### Study text ###

Question:- Define cell in HBase?
Answer:- The cell is the smallest unit of HBase table which stores the data in the form of a tuple.
Question:- Define compaction in HBase?
Answer:- Compaction is a process which is used to merge the Hfiles into the one file and after the merging file is created and then old file is deleted. There are different types of tombstone markers which make cells invisible and these tombstone markers are deleted during compaction. Become Master of Apache HBase by going through this online HBase Course.
Question:- What is the use of HColumnDescriptor class?
Answer:- HColumnDescriptor stores the information about a column family like compression settings , Number of versions etc.
Question:- What is the function of HMaster?
Answer:- It is a MasterServer which is responsible for monitoring all regionserver instances in a cluster.
Question:- How many compaction types are in HBase?
Answer:- There are two types of Compaction i.e. Minor Compaction and Major Compaction.
Question:- Define HRegionServer in HBase
Answer:- It is a RegionServer implementation which is responsible for managing and serving regions.
Question:- Which filter accepts the pagesize as the parameter in HBase?
Answer:- PageFilter accepts the pagesize as the parameter.
Question:- Which method is used to access HFile directly without using HBase?
Answer:- HFile.main() method used to access HFile directly without using HBase.
Question:- Which type of data HBase can store?
Answer:- HBase can store any type of data that can be converted into the bytes.
Question:- What is the use of Apache HBase?
Answer:- Apache HBase is used when you need random, realtime read/write access to your Big Data. This project’s goal is the hosting of very large tables — billions of rows X millions of columns — atop clusters of commodity hardware. Apache HBase is an open-source, distributed, versioned, non-relational database modeled after Google’s Bigtable: A Distributed Storage System for Structured Data by Chang et al. Just as Bigtable leverages the distributed data storage provided by the Google File System, Apache HBase provides Bigtable-like capabilities on top of Hadoop and HDFS.

### Data supplied ###

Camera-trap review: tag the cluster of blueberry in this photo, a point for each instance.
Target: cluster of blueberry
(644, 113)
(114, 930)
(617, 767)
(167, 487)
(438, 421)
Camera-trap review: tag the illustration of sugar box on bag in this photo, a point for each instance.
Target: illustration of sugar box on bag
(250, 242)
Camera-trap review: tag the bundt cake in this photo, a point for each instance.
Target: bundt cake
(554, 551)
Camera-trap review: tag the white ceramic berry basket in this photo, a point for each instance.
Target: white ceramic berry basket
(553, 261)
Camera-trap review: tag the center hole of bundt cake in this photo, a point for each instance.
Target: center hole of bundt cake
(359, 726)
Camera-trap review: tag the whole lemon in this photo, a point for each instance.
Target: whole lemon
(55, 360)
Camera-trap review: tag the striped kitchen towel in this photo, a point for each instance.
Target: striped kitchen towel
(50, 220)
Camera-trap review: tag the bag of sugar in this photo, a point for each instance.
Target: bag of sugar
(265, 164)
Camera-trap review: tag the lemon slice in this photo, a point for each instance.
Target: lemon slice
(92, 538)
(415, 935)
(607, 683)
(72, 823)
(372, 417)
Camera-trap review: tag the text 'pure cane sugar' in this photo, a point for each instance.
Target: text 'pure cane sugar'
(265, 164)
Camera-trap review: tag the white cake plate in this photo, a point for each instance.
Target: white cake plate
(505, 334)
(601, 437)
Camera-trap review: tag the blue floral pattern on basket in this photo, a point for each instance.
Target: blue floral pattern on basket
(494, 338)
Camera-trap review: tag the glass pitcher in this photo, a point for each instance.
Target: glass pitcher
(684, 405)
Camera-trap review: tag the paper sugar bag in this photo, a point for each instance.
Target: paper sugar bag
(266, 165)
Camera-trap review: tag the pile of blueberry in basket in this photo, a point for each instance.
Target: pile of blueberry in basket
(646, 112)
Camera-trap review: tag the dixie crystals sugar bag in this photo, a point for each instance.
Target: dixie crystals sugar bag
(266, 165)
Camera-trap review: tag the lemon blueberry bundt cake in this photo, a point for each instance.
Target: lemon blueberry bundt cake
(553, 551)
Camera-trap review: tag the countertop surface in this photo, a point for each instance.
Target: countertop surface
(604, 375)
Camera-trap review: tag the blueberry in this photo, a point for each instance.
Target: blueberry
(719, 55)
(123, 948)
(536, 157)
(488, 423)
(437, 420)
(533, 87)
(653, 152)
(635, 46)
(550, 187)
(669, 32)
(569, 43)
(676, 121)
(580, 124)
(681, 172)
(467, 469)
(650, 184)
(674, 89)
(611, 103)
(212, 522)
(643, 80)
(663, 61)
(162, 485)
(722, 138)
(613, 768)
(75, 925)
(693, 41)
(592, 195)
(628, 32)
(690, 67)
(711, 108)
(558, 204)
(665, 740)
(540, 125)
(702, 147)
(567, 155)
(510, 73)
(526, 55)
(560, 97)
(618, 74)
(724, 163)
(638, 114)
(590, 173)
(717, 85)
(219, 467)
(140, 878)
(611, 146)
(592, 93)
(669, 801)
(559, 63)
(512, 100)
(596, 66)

###

Problems to work on:
#1 List every word the HBase text uses to describe what kind of database Apache HBase is.
#2 According to the HBase text, which filter accepts the pagesize as its parameter?
#3 Retype the part of the HBase text starting at "Answer:- The cell" and ending at "of versions etc.".

Solutions by task:
#1 open-source, distributed, versioned, non-relational

#2 PageFilter

#3
Answer:- The cell is the smallest unit of HBase table which stores the data in the form of a tuple.
Question:- Define compaction in HBase?
Answer:- Compaction is a process which is used to merge the Hfiles into the one file and after the merging file is created and then old file is deleted. There are different types of tombstone markers which make cells invisible and these tombstone markers are deleted during compaction. Become Master of Apache HBase by going through this online HBase Course.
Question:- What is the use of HColumnDescriptor class?
Answer:- HColumnDescriptor stores the information about a column family like compression settings , Number of versions etc.